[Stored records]
* * * * * * *

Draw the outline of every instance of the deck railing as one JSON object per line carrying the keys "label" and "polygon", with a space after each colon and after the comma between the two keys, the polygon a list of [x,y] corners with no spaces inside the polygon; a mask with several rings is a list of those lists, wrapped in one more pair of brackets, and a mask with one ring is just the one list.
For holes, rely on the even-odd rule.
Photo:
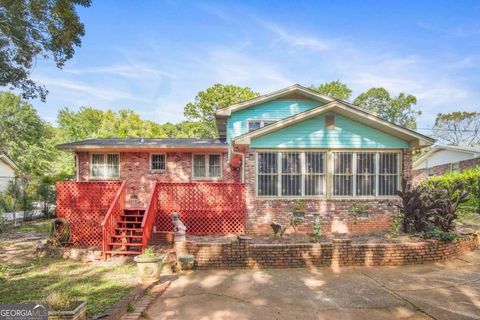
{"label": "deck railing", "polygon": [[109,250],[109,242],[119,221],[120,215],[123,213],[123,209],[125,209],[125,201],[126,201],[126,182],[122,182],[120,189],[118,189],[117,195],[115,199],[108,209],[107,214],[102,222],[102,252],[105,255],[105,251]]}
{"label": "deck railing", "polygon": [[120,186],[120,181],[57,182],[56,213],[68,221],[72,245],[102,246],[101,223]]}
{"label": "deck railing", "polygon": [[145,249],[148,245],[148,240],[152,235],[153,225],[157,217],[158,211],[158,184],[155,182],[152,186],[152,192],[150,193],[150,199],[147,203],[147,208],[142,219],[142,249]]}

* * * * * * *

BRIEF
Output the data above exactly. Drop every picture.

RESULT OF THE TASK
Draw the outline of every instance of the deck railing as one JSON object per line carrying the keys "label" and "polygon", with a space after each colon and after the comma between the two keys, the polygon a list of [x,y] corners with no spaces inside the polygon; a mask with several rings is a list of those lists, wrapped in one more pair of brackets, and a mask with one ring is just the one list.
For holes, rely on the even-odd rule.
Photo:
{"label": "deck railing", "polygon": [[109,250],[109,242],[119,221],[120,215],[123,213],[123,209],[125,209],[125,201],[126,201],[126,182],[122,182],[120,189],[118,189],[117,195],[115,199],[108,209],[107,214],[102,222],[102,252],[105,255],[105,251]]}
{"label": "deck railing", "polygon": [[120,186],[120,181],[57,182],[56,213],[68,221],[72,245],[102,246],[101,223]]}
{"label": "deck railing", "polygon": [[145,249],[148,245],[148,240],[152,235],[153,225],[157,217],[158,211],[158,184],[155,182],[152,186],[152,192],[150,193],[150,199],[147,203],[147,208],[142,219],[142,249]]}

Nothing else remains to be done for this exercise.